_Point labeling examples_:
※

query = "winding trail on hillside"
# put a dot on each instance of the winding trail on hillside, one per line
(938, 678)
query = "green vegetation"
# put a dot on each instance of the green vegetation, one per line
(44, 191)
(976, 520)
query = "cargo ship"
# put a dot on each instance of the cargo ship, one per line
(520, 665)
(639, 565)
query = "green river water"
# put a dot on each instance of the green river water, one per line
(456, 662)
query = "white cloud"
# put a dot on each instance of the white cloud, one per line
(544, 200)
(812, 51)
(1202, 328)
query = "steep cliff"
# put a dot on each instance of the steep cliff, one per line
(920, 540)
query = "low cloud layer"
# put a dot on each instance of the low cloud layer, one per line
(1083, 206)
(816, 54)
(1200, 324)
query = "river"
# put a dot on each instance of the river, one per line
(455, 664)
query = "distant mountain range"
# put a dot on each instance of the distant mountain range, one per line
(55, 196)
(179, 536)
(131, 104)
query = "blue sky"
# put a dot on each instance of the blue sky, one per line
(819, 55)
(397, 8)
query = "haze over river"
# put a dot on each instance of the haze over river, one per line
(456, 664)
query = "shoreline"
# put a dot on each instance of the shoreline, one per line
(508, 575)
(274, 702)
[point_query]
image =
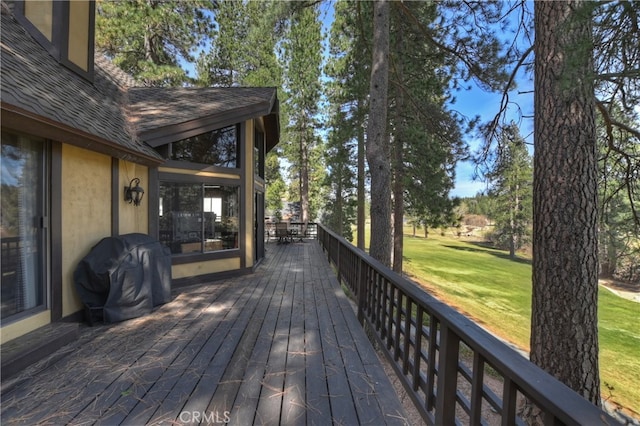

※

_Stated goal_:
Locate each line in the listing above that contains the word "layer", and copy those lines.

_Complete output_:
query = "low cloud layer"
# put a dot on each instance of the low cloud layer, one per line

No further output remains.